▶ Text block
:::
InTheLoop | 10.14.2013
NERSC User Martin Karplus Wins Nobel Prize in Chemistry
On Wednesday, the Nobel Prize in Chemistry was awarded to three scientists for pioneering methods in computational chemistry that have brought a deeper understanding of complex chemical structure and reactions in biochemical systems. These methods can precisely calculate how very complex molecules work and even predict the outcomes of very complex chemical reactions. One of the laureates—Martin Karplus of Harvard University—has been using supercomputers at the Department of Energy’s National Energy Research Scientific Computing Center (NERSC) since 1998. Read more.
In Memoriam: Dave Stevens, a Steady Hand in Guiding Early Scientific Computing
David F. Stevens, whose lab career spanned 40 years during which he worked for every lab director except Ernest Lawrence, has died. He began his career as a mathematical programmer in Bldg. 46 and was serving as the lab’s liaison to DOE, reviewing directives and formulating responses, when he retired in December 1997. Hired in 1960, Stevens continued working at the lab as a guest scientist until 2000. Along the way, he had a stint as a computing consultant at CERN, worked with many of the lab’s supercomputers in the 1960s and ‘70s, and headed the computer security program. He also served on several national standards committees. Read more.
:::
▶ Given data
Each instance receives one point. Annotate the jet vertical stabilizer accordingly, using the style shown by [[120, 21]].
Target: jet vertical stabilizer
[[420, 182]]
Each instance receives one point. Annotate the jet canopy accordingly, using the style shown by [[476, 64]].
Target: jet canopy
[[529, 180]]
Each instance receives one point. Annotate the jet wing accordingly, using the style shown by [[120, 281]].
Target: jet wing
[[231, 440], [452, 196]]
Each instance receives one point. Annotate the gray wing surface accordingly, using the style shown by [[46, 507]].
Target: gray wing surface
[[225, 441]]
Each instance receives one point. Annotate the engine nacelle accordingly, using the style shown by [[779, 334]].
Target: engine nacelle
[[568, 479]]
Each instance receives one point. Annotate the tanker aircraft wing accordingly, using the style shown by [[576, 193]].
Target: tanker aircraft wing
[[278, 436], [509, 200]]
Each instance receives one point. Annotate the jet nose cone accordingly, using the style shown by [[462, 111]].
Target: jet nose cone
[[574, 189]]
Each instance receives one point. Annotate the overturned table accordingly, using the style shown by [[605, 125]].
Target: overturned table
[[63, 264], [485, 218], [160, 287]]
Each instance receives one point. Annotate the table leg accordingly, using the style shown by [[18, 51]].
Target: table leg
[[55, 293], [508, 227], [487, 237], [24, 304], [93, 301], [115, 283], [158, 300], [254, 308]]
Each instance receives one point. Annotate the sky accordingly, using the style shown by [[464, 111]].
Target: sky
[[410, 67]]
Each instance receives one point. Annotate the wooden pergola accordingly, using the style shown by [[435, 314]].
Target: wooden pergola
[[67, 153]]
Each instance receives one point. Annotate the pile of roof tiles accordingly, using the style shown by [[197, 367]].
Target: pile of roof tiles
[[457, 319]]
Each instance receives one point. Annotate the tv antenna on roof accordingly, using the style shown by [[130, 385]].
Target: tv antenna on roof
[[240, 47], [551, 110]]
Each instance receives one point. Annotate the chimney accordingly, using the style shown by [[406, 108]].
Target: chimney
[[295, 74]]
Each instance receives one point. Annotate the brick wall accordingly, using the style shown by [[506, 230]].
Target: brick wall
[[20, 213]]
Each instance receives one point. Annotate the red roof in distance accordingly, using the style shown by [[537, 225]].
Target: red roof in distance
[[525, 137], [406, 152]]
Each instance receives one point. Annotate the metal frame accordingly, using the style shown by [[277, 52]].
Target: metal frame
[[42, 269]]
:::
▶ Tasks to perform
#1 Reproduce word for word the passage of the InTheLoop text starting at "In Memoriam: Dave" and ending at "committees. Read more.".
#2 Answer these questions from the InTheLoop text:
(a) Since what year has Martin Karplus been using supercomputers at NERSC?
(b) In what year was David F. Stevens hired?
(c) In what month and year did Stevens retire?
The entries aren't needed for this work.

▶ Solution list
#1
In Memoriam: Dave Stevens, a Steady Hand in Guiding Early Scientific Computing
David F. Stevens, whose lab career spanned 40 years during which he worked for every lab director except Ernest Lawrence, has died. He began his career as a mathematical programmer in Bldg. 46 and was serving as the lab’s liaison to DOE, reviewing directives and formulating responses, when he retired in December 1997. Hired in 1960, Stevens continued working at the lab as a guest scientist until 2000. Along the way, he had a stint as a computing consultant at CERN, worked with many of the lab’s supercomputers in the 1960s and ‘70s, and headed the computer security program. He also served on several national standards committees. Read more.

#2
(a) 1998
(b) 1960
(c) December 1997